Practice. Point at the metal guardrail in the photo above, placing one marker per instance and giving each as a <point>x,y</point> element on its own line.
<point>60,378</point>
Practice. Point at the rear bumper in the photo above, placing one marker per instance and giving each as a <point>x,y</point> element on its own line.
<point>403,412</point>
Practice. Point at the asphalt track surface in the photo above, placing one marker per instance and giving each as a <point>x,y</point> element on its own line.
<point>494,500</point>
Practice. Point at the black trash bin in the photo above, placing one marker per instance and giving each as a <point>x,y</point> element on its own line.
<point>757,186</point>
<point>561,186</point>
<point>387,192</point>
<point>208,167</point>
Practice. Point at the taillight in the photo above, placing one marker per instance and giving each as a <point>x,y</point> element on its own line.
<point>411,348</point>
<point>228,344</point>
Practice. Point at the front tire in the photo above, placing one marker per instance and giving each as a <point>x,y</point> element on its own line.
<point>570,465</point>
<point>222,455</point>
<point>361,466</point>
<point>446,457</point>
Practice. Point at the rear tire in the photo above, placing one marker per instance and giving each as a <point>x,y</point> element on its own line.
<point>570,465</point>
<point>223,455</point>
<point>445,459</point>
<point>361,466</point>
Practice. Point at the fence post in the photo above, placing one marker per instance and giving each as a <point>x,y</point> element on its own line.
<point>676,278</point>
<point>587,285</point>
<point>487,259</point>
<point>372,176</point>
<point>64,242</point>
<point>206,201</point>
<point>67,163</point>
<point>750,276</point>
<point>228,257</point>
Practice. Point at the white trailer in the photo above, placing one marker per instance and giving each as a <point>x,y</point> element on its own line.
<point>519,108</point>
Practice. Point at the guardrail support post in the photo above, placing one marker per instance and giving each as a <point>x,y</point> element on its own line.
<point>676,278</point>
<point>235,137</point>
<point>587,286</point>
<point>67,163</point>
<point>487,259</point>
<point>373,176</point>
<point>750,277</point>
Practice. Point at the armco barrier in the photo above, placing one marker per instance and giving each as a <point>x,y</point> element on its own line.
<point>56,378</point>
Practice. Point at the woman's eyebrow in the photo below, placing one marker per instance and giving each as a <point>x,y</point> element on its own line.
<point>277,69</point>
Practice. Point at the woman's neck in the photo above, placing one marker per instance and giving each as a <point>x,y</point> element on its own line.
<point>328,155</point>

**Directions for this task:**
Exactly the lines from the one containing "Practice. Point at the front" through the end of the records above are to be printed, and no others.

**Result:**
Practice. Point at the front tire in the photo above, placing one marker per instance and giving each as a <point>x,y</point> element on its own line.
<point>570,465</point>
<point>222,455</point>
<point>361,466</point>
<point>446,457</point>
Practice. Point at the rear tire in the photo above, placing one marker per instance and giving each as a <point>x,y</point> element on its own line.
<point>570,465</point>
<point>223,455</point>
<point>445,459</point>
<point>361,466</point>
Practice. Point at the fence post in the photo above, placing one marker per instance and giving each as a <point>x,y</point> element on its own line.
<point>676,278</point>
<point>587,285</point>
<point>487,259</point>
<point>372,176</point>
<point>64,242</point>
<point>206,201</point>
<point>67,163</point>
<point>750,276</point>
<point>228,257</point>
Practice. Point at the white trailer in the photo above, placing one marker per instance and giving each as a <point>x,y</point> element on its own line.
<point>519,108</point>
Practice. Point at the guardrail support post in the photo above, placing one marker per instance and giving each as a <point>x,y</point> element on its own line.
<point>676,278</point>
<point>235,137</point>
<point>587,286</point>
<point>67,163</point>
<point>487,259</point>
<point>373,176</point>
<point>750,277</point>
Practice. Point at the armco barrier in the photo above, placing one marker per instance and giving each as a <point>x,y</point> element on its own line.
<point>56,378</point>
Practice. Point at the woman's eyebrow in the photo below, placing one marker per instance and giving each as a <point>x,y</point> element on its own line.
<point>277,69</point>
Practice. Point at the woman's neck in the photo above, placing one marker per instance and giving each as a <point>x,y</point> element on its own line.
<point>328,155</point>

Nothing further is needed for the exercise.